§ Exercise instructions
The records that follow are to be transcribed in full, leaving out each picture.

(Beginning of Dataset)

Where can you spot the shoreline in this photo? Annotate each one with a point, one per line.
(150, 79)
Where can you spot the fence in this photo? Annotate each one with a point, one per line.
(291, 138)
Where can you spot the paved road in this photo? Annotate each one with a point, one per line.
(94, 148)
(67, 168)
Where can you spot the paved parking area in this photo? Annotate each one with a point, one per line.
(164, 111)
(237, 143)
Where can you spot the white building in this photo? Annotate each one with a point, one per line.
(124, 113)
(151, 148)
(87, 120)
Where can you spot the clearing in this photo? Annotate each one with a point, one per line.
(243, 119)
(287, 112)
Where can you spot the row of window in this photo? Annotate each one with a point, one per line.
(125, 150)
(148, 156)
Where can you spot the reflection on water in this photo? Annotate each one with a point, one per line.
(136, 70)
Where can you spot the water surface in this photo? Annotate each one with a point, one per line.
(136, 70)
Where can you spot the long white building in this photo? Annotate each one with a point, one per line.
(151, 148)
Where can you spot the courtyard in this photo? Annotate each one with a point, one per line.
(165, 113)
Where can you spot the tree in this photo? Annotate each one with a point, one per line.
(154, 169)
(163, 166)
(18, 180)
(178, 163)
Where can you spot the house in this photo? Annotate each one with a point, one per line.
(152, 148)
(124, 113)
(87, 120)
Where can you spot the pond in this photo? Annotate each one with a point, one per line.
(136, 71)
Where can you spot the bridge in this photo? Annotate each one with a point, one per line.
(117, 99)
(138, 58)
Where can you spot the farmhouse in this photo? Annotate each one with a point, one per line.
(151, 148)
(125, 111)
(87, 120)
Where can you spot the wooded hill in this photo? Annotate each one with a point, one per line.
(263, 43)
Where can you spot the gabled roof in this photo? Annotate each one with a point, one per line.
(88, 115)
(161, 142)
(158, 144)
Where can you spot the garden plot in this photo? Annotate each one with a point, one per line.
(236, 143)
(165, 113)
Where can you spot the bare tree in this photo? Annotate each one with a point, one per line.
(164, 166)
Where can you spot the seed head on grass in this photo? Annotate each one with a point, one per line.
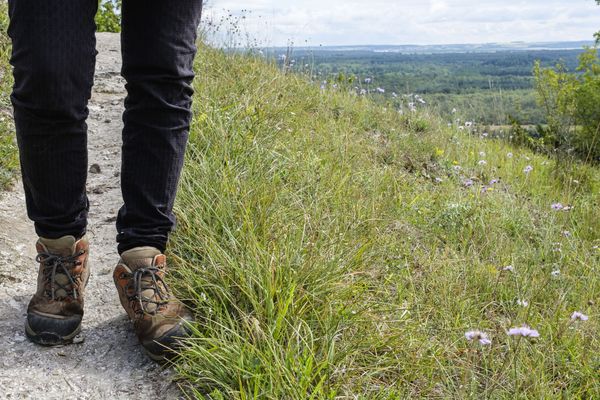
(523, 331)
(479, 336)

(End of Dataset)

§ Response to this task
Where can you spot the shoreline in this photo? Annotate each one with a point, one per line.
(150, 79)
Where can you spot the fence in this photo? Annotate each one with a point, one per line.
(291, 138)
Where can you spot the paved road in this photo? Annotate each one with a point, one per line.
(94, 148)
(67, 168)
Where can you spot the paved parking area in this photo? Annotate each one with a point, one per line.
(164, 111)
(237, 143)
Where can you spot the white building in this photo? Annotate each one with a point, one per line.
(124, 113)
(151, 148)
(87, 120)
Where can you spot the clearing in this photo? Annotate each one with a point, one per line.
(243, 119)
(287, 112)
Where can you spot the row of window in this photo? Annotate each one with a point, one per line.
(125, 150)
(148, 156)
Where can you spot the reflection on water in this photo? Annotate each one with a point, one per line.
(136, 70)
Where can you spot the water surface in this photo? Annotate each one with a point, one per line.
(136, 70)
Where can you spot the long white building in this photo? Annotate each one with a point, one per line.
(151, 148)
Where can you spot the courtyard in this photo? Annotate each one with a point, one per line.
(165, 113)
Where can you spot the tree in this photo? Annotate each one with a point, one per line.
(154, 169)
(163, 166)
(18, 180)
(178, 163)
Where can you spot the house in this photo? Annotate each one with a point, one per line.
(152, 148)
(124, 113)
(87, 120)
Where can you spot the pond in this photo? Annotate each one with a point, one per line.
(136, 71)
Where can you spot the bridge in this photo? Annotate each one with a point, one per line.
(117, 99)
(138, 58)
Where can you spot the farmhouse in this photo? Annotate each one with a point, one per line.
(151, 148)
(125, 111)
(87, 120)
Where can you spot the wooded hill in this photo? Annotate each one with a point, one per line.
(263, 43)
Where can you spot the gabled roof in this photo? Annotate each one with a point, one per line.
(88, 115)
(161, 142)
(158, 144)
Where can you spot the garden plot in this photo? Annotate each one with a point, one per line.
(236, 143)
(165, 113)
Where can you spot the bare tree in this photo? Annotate each one with a point, one per line.
(164, 166)
Where can you spot the seed head on grass in this photo? Annotate each one with a point, one per line.
(523, 331)
(479, 336)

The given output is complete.